Task list ::
A - Repeat the passage of the text about the mp4 colr box that begins at the words "However, the mp4" and stops after "direct codec copy.".
B - Reproduce the entries word for word, from the very first line through the line that has "positive clicks: (234, 214)".

Given text ::
------------------------------------------------------------------------

If we check the codec NAL_SPS, we can see that matrix coeffs is 9 as expected (see the screenshot https://rak.box.com/s/5sg0oq5d6llub5iv2etuzjv4chmikv0l).

However, the mp4 colr box is still 10 (bt2020c):

	63 6F 6C 72  6E 63 6C 78  00 09 00  10 00 0A     .....colrnclx....

We were expecting the colr box to have been modified with the same information as the codec.

In addition, we verified that this is indeed the behaviour when performing a direct codec copy.
For example, if we take out.mp4 which has bt2020nc in the NAL_SPS and bt2020c in the colr box and perform a codec copy:

ffmpeg -i out.mp4 -c copy out_1.mp4

We are getting the following mediainfo and colr box:

General
Complete name                            : out_1.mp4
Format                                   : MPEG-4
Format profile                           : Base Media
Codec ID                                 : isom (isom/iso2/mp41)

------------------------------------------------------------------------

Provided data ::

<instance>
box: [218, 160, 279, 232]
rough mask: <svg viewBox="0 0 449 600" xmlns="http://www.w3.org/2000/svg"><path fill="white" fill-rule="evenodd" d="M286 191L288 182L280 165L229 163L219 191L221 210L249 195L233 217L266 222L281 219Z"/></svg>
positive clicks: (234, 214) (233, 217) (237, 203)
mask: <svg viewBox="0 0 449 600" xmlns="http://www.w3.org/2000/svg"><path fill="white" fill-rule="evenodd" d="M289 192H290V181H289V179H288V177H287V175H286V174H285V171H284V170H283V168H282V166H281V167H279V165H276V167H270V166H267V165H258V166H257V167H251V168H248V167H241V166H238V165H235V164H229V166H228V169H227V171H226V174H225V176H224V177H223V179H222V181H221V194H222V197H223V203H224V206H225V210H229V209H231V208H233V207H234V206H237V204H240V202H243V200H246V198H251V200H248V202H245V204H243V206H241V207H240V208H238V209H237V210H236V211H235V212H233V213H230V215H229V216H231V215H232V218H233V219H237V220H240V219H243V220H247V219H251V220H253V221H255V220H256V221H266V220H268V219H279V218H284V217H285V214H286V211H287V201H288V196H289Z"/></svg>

------------------------------------------------------------------------

Task answers ::
A -
However, the mp4 colr box is still 10 (bt2020c):

	63 6F 6C 72  6E 63 6C 78  00 09 00  10 00 0A     .....colrnclx....

We were expecting the colr box to have been modified with the same information as the codec.

In addition, we verified that this is indeed the behaviour when performing a direct codec copy.

B -
<instance>
box: [218, 160, 279, 232]
rough mask: <svg viewBox="0 0 449 600" xmlns="http://www.w3.org/2000/svg"><path fill="white" fill-rule="evenodd" d="M286 191L288 182L280 165L229 163L219 191L221 210L249 195L233 217L266 222L281 219Z"/></svg>
positive clicks: (234, 214) (233, 217) (237, 203)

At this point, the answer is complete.